Exercise directions
Transcribe all of the data exactly. Images stay out.

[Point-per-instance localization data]
--------
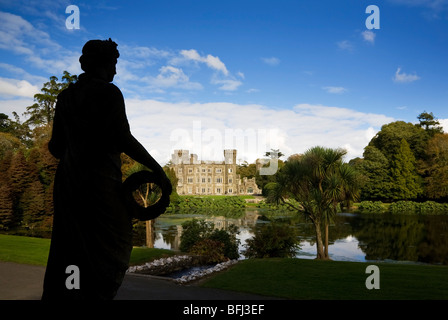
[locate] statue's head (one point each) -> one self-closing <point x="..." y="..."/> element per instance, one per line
<point x="99" y="58"/>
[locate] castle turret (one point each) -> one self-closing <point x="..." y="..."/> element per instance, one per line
<point x="230" y="156"/>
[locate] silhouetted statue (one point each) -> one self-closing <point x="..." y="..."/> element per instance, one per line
<point x="92" y="227"/>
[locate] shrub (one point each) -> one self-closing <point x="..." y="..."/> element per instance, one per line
<point x="371" y="207"/>
<point x="273" y="240"/>
<point x="198" y="235"/>
<point x="402" y="207"/>
<point x="209" y="250"/>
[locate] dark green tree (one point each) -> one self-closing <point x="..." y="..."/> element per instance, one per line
<point x="429" y="123"/>
<point x="406" y="183"/>
<point x="435" y="168"/>
<point x="388" y="139"/>
<point x="317" y="182"/>
<point x="42" y="111"/>
<point x="375" y="168"/>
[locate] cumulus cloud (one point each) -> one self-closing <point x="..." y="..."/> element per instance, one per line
<point x="335" y="90"/>
<point x="207" y="128"/>
<point x="345" y="45"/>
<point x="211" y="61"/>
<point x="368" y="36"/>
<point x="273" y="61"/>
<point x="402" y="77"/>
<point x="17" y="88"/>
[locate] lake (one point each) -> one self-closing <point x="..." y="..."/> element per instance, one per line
<point x="353" y="237"/>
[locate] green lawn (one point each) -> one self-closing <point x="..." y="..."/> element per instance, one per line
<point x="34" y="251"/>
<point x="313" y="279"/>
<point x="287" y="278"/>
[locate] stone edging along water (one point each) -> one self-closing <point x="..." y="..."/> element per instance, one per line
<point x="167" y="266"/>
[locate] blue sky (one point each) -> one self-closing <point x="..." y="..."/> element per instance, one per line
<point x="251" y="75"/>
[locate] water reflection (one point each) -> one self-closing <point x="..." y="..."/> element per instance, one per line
<point x="353" y="237"/>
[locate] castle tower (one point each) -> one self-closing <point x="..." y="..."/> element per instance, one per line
<point x="230" y="156"/>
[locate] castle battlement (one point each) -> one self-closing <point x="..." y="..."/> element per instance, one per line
<point x="204" y="177"/>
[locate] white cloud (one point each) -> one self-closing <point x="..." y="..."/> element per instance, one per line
<point x="17" y="88"/>
<point x="444" y="124"/>
<point x="227" y="84"/>
<point x="273" y="61"/>
<point x="345" y="45"/>
<point x="20" y="37"/>
<point x="335" y="90"/>
<point x="207" y="128"/>
<point x="211" y="61"/>
<point x="402" y="77"/>
<point x="369" y="36"/>
<point x="8" y="106"/>
<point x="173" y="77"/>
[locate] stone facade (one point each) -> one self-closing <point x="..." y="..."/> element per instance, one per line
<point x="197" y="177"/>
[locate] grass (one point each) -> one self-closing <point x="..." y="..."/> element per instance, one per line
<point x="28" y="250"/>
<point x="25" y="250"/>
<point x="286" y="278"/>
<point x="314" y="279"/>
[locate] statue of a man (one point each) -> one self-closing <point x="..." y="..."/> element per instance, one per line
<point x="92" y="226"/>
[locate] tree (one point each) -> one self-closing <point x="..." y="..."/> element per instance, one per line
<point x="42" y="111"/>
<point x="318" y="181"/>
<point x="429" y="123"/>
<point x="388" y="139"/>
<point x="435" y="168"/>
<point x="375" y="168"/>
<point x="405" y="181"/>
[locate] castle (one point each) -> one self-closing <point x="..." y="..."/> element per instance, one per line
<point x="210" y="177"/>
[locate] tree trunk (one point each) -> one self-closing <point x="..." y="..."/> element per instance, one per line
<point x="326" y="240"/>
<point x="319" y="243"/>
<point x="149" y="234"/>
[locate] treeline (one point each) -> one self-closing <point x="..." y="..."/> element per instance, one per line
<point x="406" y="161"/>
<point x="27" y="168"/>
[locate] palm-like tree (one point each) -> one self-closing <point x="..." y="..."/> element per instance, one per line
<point x="318" y="181"/>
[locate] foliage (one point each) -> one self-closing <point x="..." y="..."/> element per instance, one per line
<point x="405" y="181"/>
<point x="42" y="111"/>
<point x="374" y="168"/>
<point x="371" y="207"/>
<point x="186" y="203"/>
<point x="194" y="233"/>
<point x="411" y="207"/>
<point x="435" y="169"/>
<point x="27" y="168"/>
<point x="209" y="250"/>
<point x="273" y="240"/>
<point x="319" y="181"/>
<point x="323" y="280"/>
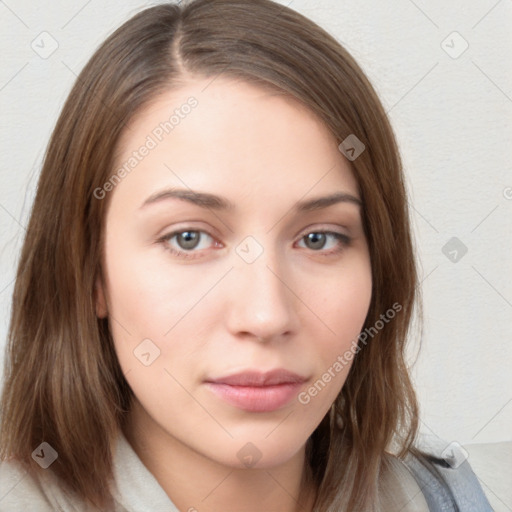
--------
Task output
[locate] statue's head (one point each) -> one self-closing <point x="..." y="..."/> element per instance, one per line
<point x="99" y="58"/>
[locate] castle turret (one point each) -> one self-closing <point x="..." y="..."/> element per instance, one per line
<point x="230" y="156"/>
[locate] silhouetted statue (one point each) -> one self-closing <point x="..." y="..."/> element per instance, one per line
<point x="92" y="227"/>
[locate] shrub (one point each) -> one self-closing <point x="..." y="..."/> element per instance, one per line
<point x="371" y="207"/>
<point x="273" y="240"/>
<point x="198" y="235"/>
<point x="402" y="207"/>
<point x="209" y="250"/>
[locate] dark green tree (one point each) -> one self-closing <point x="..." y="..."/> element per instance, one per line
<point x="429" y="123"/>
<point x="406" y="183"/>
<point x="435" y="168"/>
<point x="388" y="139"/>
<point x="317" y="182"/>
<point x="42" y="111"/>
<point x="375" y="168"/>
[locate] cumulus cloud (one point each) -> one self-closing <point x="..." y="..."/> element per instance, one per line
<point x="335" y="90"/>
<point x="207" y="128"/>
<point x="345" y="45"/>
<point x="211" y="61"/>
<point x="368" y="36"/>
<point x="273" y="61"/>
<point x="402" y="77"/>
<point x="17" y="88"/>
[locate] lake (one point each) -> one self-closing <point x="..." y="..."/> element per instance, one per line
<point x="353" y="237"/>
[locate] green lawn (one point each) -> one self-closing <point x="..." y="..."/> element per instance, one per line
<point x="34" y="251"/>
<point x="313" y="279"/>
<point x="287" y="278"/>
[locate] stone edging along water (one point each) -> one self-closing <point x="..." y="..."/> element per instance, one per line
<point x="167" y="266"/>
[locate] blue sky (one point each) -> one self-closing <point x="..." y="..."/> element per instance, one per line
<point x="251" y="75"/>
[locate] water reflection (one point each) -> one self-closing <point x="..." y="..."/> element per instance, one per line
<point x="353" y="237"/>
[locate] castle tower (one point each) -> one self-closing <point x="..." y="..."/> element per instance, one per line
<point x="230" y="156"/>
[locate] castle battlement (one point each) -> one self-closing <point x="..." y="..."/> element per instance, one per line
<point x="204" y="177"/>
[locate] white cloud (one point each) -> one self-closing <point x="..." y="..."/> element per instance, one per line
<point x="17" y="88"/>
<point x="444" y="124"/>
<point x="227" y="84"/>
<point x="273" y="61"/>
<point x="345" y="45"/>
<point x="20" y="37"/>
<point x="335" y="90"/>
<point x="207" y="128"/>
<point x="211" y="61"/>
<point x="402" y="77"/>
<point x="369" y="36"/>
<point x="8" y="106"/>
<point x="173" y="77"/>
[locate] stone facade (one point each) -> one self-closing <point x="..." y="..."/> element per instance, one per line
<point x="197" y="177"/>
[locate] grass (one point each) -> one self-closing <point x="..." y="..."/> element per instance, one per line
<point x="28" y="250"/>
<point x="25" y="250"/>
<point x="286" y="278"/>
<point x="314" y="279"/>
[locate] statue of a man (one point each) -> one self-closing <point x="..." y="..."/> element per instance, one per line
<point x="92" y="226"/>
[locate] tree (one point each) -> one self-closing <point x="..." y="..."/> element per instance, one per line
<point x="42" y="111"/>
<point x="318" y="181"/>
<point x="429" y="123"/>
<point x="388" y="139"/>
<point x="435" y="168"/>
<point x="375" y="168"/>
<point x="405" y="181"/>
[locate] castle (one point each) -> one self-closing <point x="..." y="..."/> element per instance, one per line
<point x="210" y="177"/>
[locate] tree trunk (one point each) -> one self-closing <point x="..." y="..."/> element per instance, one per line
<point x="326" y="240"/>
<point x="319" y="243"/>
<point x="149" y="234"/>
[locate] treeline (one point each) -> one self-closing <point x="..." y="..."/> element per instance, one per line
<point x="406" y="161"/>
<point x="27" y="168"/>
[locate] palm-like tree (one point each) -> one self-closing <point x="..." y="..."/> element per instance, one per line
<point x="318" y="181"/>
[locate] foliage (one point each) -> one self-closing <point x="..." y="..."/> element per instance, one per line
<point x="405" y="181"/>
<point x="42" y="111"/>
<point x="374" y="168"/>
<point x="371" y="207"/>
<point x="186" y="203"/>
<point x="194" y="233"/>
<point x="411" y="207"/>
<point x="435" y="169"/>
<point x="27" y="168"/>
<point x="209" y="250"/>
<point x="273" y="240"/>
<point x="319" y="181"/>
<point x="323" y="280"/>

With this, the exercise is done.